** Instructions for the task **
Edit the rows below so that every "sample" becomes "example", and leave everything else unchanged.

(Records in a dataset)
....................

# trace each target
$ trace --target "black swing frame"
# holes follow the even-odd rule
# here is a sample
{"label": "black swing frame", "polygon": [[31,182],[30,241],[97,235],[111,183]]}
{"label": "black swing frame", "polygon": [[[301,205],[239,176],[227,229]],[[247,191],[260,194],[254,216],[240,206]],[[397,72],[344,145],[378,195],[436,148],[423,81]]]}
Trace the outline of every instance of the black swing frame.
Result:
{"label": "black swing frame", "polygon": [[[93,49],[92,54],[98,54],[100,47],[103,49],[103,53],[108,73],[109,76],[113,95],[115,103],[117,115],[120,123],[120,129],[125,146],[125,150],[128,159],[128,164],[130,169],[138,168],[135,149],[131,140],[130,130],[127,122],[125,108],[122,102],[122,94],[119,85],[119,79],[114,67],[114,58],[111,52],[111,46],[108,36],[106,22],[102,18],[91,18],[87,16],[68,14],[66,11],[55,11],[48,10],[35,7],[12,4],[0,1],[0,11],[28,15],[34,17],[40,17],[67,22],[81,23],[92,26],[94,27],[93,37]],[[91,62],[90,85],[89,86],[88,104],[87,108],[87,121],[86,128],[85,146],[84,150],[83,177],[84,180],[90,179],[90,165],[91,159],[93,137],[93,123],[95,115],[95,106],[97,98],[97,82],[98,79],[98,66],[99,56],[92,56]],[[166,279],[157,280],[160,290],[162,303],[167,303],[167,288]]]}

....................

** Exercise answer **
# trace each target
$ trace --target "black swing frame"
# holes follow the even-odd rule
# here is a example
{"label": "black swing frame", "polygon": [[31,182],[30,241],[97,235],[111,183]]}
{"label": "black swing frame", "polygon": [[[301,205],[239,176],[227,229]],[[247,191],[260,194],[254,216],[240,206]],[[397,72],[344,145],[378,195],[436,148],[423,81]]]}
Trace the outline of every instance of the black swing frame.
Result:
{"label": "black swing frame", "polygon": [[[93,49],[92,54],[98,54],[100,47],[103,49],[103,53],[108,73],[109,76],[113,95],[115,103],[117,115],[120,123],[120,129],[125,146],[125,150],[128,159],[128,164],[130,169],[138,168],[135,149],[131,140],[130,130],[127,122],[125,108],[122,102],[122,94],[119,85],[119,79],[114,67],[114,58],[111,52],[111,46],[108,36],[106,22],[102,18],[91,18],[87,16],[68,14],[66,11],[55,11],[48,10],[35,7],[12,4],[0,1],[0,11],[28,15],[34,17],[40,17],[67,22],[81,23],[92,26],[94,27],[93,37]],[[91,62],[90,85],[89,86],[88,104],[87,108],[87,121],[86,128],[85,146],[84,150],[83,177],[84,180],[90,179],[90,165],[91,159],[93,137],[93,123],[95,115],[95,106],[97,98],[97,82],[98,79],[98,66],[99,56],[92,56]],[[166,279],[157,280],[160,290],[162,303],[167,303],[167,288]]]}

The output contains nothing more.